-- Begin DOCUMENT TEXT --

The simple answer is that pre-emption rights may not be absolute. Again, this will be determined by how the pre-emption provisions have been drafted and the law governing their interpretation.
The wording of the pre-emption provisions may allow various sale structures to be adopted legitimately to avoid their application. Alternatively, they can seek to prevent any and all circumvention. The Association of International Petroleum Negotiators (AIPN) Model Form JOA (2012) contains numerous optional clauses to strengthen pre-emptions rights by catering for different transfer situations.18 Depending on which options are chosen, it is possible to draft a pre-emption clause that expressly prevents circumvention or, conversely, that permits legitimate circumvention in certain situations.
Whilst options for strengthening pre-emption provisions are to be welcomed, it should be remembered that the value of water tight pre-emption provisions depends upon the position and intention of a party at the time of a transfer. A JV party may on the one hand have the benefit of such rights if it is seeking to exclude an unwanted incoming party from the JV. Whereas, on the other hand, it may find its ability to divest its interest severely fettered by the same if its co-venturers take the view that its proposed transferee would be an unsuitable JV partner. As such, pre-emption rights operate as a double-edged sword and JV parties should think carefully as to whether provisions which are too restrictive are appropriate for their particular JV.
Mixed cash/asset or non-cash offers
Some pre-emption provisions are only engaged when the transferring party intends to transfer its interest in exchange for cash consideration. In that scenario, the transferor and transferee may seek to circumvent the pre-emption provisions by negotiating an asset swap with no cash element or, if that is not possible, consideration which is a mix of cash and assets. It may be that the assets offered as consideration for the interest have an open market value which makes it undesirable, or unfeasible, for the existing parties to match it. On the other hand, any assets offered by a third party may have a subjective value to a selling party which make the overall offer difficult to match.

-- End DOCUMENT TEXT --

**TASK**.
Answer these questions from the text on pre-emption rights:
1. Which organization's 2012 Model Form JOA offers optional clauses to strengthen pre-emption rights?
2. What does the text say pre-emption rights operate as?
3. Where pre-emption applies only to cash deals, what two kinds of consideration might a transferor and transferee negotiate to get around it?
The data that follows isn't needed for anything here.

-- Begin DATASET EXTRACT --

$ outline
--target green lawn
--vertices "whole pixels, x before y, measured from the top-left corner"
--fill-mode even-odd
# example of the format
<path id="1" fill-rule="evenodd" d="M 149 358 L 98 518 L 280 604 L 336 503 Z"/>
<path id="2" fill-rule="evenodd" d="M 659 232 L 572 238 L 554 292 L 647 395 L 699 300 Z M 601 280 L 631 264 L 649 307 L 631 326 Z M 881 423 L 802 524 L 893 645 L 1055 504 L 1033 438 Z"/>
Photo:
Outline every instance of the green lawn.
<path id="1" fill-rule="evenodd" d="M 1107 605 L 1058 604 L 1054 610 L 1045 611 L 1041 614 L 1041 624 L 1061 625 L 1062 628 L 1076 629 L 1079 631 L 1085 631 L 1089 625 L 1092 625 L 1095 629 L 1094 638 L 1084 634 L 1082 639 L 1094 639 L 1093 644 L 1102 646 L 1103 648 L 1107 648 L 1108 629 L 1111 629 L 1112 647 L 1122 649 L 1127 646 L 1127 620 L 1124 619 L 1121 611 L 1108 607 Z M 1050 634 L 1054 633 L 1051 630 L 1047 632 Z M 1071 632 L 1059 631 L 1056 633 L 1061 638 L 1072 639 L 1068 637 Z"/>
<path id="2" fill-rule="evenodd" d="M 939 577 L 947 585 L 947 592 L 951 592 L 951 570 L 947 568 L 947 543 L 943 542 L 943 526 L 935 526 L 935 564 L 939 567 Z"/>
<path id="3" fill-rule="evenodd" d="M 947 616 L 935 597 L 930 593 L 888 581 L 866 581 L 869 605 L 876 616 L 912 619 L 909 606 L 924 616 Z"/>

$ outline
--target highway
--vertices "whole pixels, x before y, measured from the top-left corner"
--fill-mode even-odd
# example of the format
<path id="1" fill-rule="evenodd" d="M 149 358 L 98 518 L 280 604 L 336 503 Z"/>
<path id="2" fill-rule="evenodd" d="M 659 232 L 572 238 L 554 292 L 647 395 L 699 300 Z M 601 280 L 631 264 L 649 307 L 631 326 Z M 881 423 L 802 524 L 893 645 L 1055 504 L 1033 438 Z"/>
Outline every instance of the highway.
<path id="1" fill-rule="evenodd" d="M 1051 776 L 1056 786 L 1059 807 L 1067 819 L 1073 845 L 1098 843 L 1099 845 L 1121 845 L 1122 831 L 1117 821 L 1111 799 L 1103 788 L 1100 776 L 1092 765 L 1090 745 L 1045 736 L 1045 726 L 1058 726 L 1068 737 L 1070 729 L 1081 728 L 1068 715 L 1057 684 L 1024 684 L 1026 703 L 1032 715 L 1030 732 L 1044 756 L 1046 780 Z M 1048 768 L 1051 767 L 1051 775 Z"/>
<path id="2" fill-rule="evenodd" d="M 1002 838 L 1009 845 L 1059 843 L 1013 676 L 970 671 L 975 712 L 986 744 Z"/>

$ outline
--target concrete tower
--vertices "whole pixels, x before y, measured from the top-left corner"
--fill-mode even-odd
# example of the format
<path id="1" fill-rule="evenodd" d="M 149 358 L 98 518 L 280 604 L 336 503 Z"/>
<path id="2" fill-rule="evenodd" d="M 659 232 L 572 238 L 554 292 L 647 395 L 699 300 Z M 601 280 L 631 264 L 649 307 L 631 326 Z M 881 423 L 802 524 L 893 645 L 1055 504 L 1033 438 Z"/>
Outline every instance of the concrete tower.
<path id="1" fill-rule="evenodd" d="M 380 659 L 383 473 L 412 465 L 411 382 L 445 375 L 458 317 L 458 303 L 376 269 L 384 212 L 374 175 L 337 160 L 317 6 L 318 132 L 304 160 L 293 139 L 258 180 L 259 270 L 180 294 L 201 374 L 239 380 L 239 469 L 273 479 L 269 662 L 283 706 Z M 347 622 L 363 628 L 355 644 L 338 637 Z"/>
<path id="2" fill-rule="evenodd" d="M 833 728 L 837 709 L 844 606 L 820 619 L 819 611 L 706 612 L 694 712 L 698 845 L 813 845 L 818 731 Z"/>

-- End DATASET EXTRACT --

**WRITTEN RESPONSE**.
1. The Association of International Petroleum Negotiators (AIPN).
2. A double-edged sword.
3. An asset swap with no cash element, or consideration that mixes cash and assets.